Natural language region descriptions:

===

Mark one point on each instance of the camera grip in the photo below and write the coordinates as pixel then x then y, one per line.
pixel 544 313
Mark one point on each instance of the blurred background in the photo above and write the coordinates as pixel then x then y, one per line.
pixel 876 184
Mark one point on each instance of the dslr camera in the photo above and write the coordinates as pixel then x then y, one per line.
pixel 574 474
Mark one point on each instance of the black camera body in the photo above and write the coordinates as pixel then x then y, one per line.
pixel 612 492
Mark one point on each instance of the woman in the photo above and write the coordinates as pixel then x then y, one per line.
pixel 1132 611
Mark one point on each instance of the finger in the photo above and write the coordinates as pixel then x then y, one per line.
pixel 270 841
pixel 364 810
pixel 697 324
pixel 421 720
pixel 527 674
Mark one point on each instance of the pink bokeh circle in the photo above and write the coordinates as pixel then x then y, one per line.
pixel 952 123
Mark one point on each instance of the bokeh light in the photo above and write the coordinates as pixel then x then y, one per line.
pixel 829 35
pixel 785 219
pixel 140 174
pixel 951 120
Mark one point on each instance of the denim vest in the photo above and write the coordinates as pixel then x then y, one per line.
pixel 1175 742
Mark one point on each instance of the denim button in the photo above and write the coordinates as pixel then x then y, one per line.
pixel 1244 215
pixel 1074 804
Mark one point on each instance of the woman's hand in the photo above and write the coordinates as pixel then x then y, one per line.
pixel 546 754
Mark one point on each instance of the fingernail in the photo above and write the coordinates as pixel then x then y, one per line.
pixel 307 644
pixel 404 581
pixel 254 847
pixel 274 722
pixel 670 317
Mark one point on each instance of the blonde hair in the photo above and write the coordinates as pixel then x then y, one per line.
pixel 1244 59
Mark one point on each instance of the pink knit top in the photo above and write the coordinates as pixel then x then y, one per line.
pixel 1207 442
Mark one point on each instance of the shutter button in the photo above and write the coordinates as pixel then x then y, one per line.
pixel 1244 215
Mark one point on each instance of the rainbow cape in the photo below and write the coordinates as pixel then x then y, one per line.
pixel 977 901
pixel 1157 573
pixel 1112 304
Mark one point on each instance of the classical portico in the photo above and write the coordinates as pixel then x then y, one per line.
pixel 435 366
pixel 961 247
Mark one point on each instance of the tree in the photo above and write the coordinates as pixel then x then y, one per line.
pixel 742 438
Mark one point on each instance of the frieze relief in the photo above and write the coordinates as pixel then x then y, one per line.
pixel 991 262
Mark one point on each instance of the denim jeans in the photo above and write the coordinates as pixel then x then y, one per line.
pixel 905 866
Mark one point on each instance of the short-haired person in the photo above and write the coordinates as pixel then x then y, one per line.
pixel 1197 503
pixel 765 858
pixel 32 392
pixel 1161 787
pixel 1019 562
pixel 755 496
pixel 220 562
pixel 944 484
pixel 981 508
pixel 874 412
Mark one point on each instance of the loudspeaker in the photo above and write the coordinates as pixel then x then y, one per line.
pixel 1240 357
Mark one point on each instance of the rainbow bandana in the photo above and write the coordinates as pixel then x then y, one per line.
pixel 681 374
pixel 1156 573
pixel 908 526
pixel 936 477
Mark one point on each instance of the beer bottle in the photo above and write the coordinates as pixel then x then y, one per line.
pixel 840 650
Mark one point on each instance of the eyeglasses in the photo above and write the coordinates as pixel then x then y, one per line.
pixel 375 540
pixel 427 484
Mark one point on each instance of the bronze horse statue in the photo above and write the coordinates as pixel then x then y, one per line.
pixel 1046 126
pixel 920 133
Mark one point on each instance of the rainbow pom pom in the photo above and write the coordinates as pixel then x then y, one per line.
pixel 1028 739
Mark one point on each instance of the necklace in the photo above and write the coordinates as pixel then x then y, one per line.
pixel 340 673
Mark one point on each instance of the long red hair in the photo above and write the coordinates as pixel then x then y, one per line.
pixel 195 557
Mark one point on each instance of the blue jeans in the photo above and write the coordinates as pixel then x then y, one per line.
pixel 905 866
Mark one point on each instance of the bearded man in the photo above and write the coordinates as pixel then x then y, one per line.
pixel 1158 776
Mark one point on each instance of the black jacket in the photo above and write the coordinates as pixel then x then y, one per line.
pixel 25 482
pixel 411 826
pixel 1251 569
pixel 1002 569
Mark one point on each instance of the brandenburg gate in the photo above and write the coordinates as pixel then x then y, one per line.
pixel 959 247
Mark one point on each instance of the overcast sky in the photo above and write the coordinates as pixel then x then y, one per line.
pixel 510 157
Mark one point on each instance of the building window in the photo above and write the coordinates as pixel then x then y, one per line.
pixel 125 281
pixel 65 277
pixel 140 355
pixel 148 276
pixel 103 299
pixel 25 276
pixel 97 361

===

*TASK DIRECTIONS:* Repeat the records above in full, character for character.

*THE ANSWER:*
Mark one point on each instance of the camera grip in the photo below and write the coordinates as pixel then x then y, one per line.
pixel 544 313
Mark one point on each instance of the blurred background in the photo above and write the coordinates as pixel then x then y, one per line.
pixel 876 184
Mark one point on each instance of the dslr camera in the photo above and write the coordinates as pixel then x then y, one per line.
pixel 574 474
Mark one point on each instance of the black camera body in the photo above and write the coordinates as pixel then x then y, one per line.
pixel 612 492
Mark one point on each instance of the woman in the photo above and write the coordinates as pixel then x then y, one per line.
pixel 1132 611
Mark one point on each instance of the finger in the photo above and write the coordinates as pixel then x then y, one per line.
pixel 270 841
pixel 364 810
pixel 697 324
pixel 421 720
pixel 527 674
Mark one point on each instance of the pink bokeh circle in the photo above and write the coordinates as pixel then x then y, one per line.
pixel 952 123
Mark one point on each instance of the bokeh light in the photo above and write the coordinates as pixel then x then y, one per line.
pixel 829 35
pixel 785 219
pixel 140 174
pixel 951 120
Mark one point on each instance of the denim vest in the photo above and write the coordinates as pixel then x then y, one per line.
pixel 1175 742
Mark one point on each instance of the denim button in the photo above and write the coordinates as pixel then x then y, one per line.
pixel 1244 215
pixel 1074 804
Mark one point on each instance of the woman's hand in the photo above and write the coordinates as pixel then x then y, one per line.
pixel 546 754
Mark one point on each instance of the fingernail in the photo above and write the coordinates as pixel then x then y, one per line.
pixel 307 644
pixel 404 581
pixel 254 847
pixel 274 722
pixel 670 317
Mark one point on each instance of the blonde hair in the photo above and write the coordinates as pixel then x then y, one per line.
pixel 1244 59
Mark one point on each instance of the pink knit top in the photo above and write the coordinates as pixel then x then y, one per line.
pixel 1207 442
Mark one point on each instance of the shutter button in the photo above and write the coordinates as pixel then x then y, one per line.
pixel 1244 215
Mark one point on each instance of the rainbow cape in the photo below and write the coordinates as pixel then x then y, one per line.
pixel 977 901
pixel 1157 573
pixel 1112 304
Mark one point on each instance of the classical portico in the photo above and write the coordinates as pixel then x then y, one per line.
pixel 435 366
pixel 961 247
Mark one point on each instance of the tree in the photo above and write the coordinates as pixel then x then y, one per line.
pixel 742 438
Mark one point on each instance of the frieze relief in the photo above and write the coordinates as pixel then x then y, one per line.
pixel 991 262
Mark one point on each instance of the denim jeans in the photo above and write the coordinates as pixel then x then y, one per line.
pixel 905 866
Mark one point on each instance of the short-haired person in the photo above and write the coordinates as pixel then x then y, one per line.
pixel 1197 503
pixel 765 858
pixel 32 392
pixel 1161 787
pixel 1019 562
pixel 755 496
pixel 220 562
pixel 944 484
pixel 981 508
pixel 874 412
Mark one point on each instance of the loudspeaker in the photo above and write the coordinates as pixel then x then y, one per line.
pixel 1240 357
Mark one point on each instance of the rainbow bandana in the photo above and write the coordinates as pixel then x then y, one per line.
pixel 681 374
pixel 1156 573
pixel 908 526
pixel 936 477
Mark one point on each instance of the beer bottle in the photo above and write the coordinates as pixel then x then y, one per line.
pixel 840 650
Mark one point on each instance of the eyeglasses in the photo above and write the coordinates as pixel then x then y, one per line.
pixel 375 540
pixel 427 484
Mark one point on each instance of the bronze horse statue in the photo above and write the coordinates as pixel then x then y, one per line.
pixel 1046 126
pixel 920 133
Mark one point on each instance of the rainbow pom pom in the photo above and write the coordinates as pixel then x then y, one per line.
pixel 1028 739
Mark one point on each instance of the necklace in the photo above and write the coordinates as pixel then x then y, one per line.
pixel 340 673
Mark one point on each instance of the long red hair in the photo above and write the coordinates as pixel then x then y, one per line.
pixel 195 557
Mark one point on each instance of the blue jeans in the photo above and write the coordinates as pixel then x then y, one per line.
pixel 905 866
Mark one point on each instance of the bearded man in the photo above and write the coordinates as pixel then x then y, one per line.
pixel 1158 776
Mark one point on each instance of the black jacket in the photo above and write the coordinates as pixel then x then y, one per line.
pixel 25 482
pixel 411 826
pixel 1251 569
pixel 1002 569
Mark one point on each instance of the brandenburg gate in the photo above and write the coordinates as pixel then x then y, one per line.
pixel 959 247
Mark one point on each instance of the overcast sky in the photo above and write the coordinates as pixel then x then y, one per line.
pixel 510 157
Mark one point on each instance of the building window in the photo above and write the coordinates as pixel then x then y, one per line.
pixel 125 281
pixel 65 277
pixel 140 355
pixel 148 276
pixel 103 299
pixel 25 276
pixel 97 361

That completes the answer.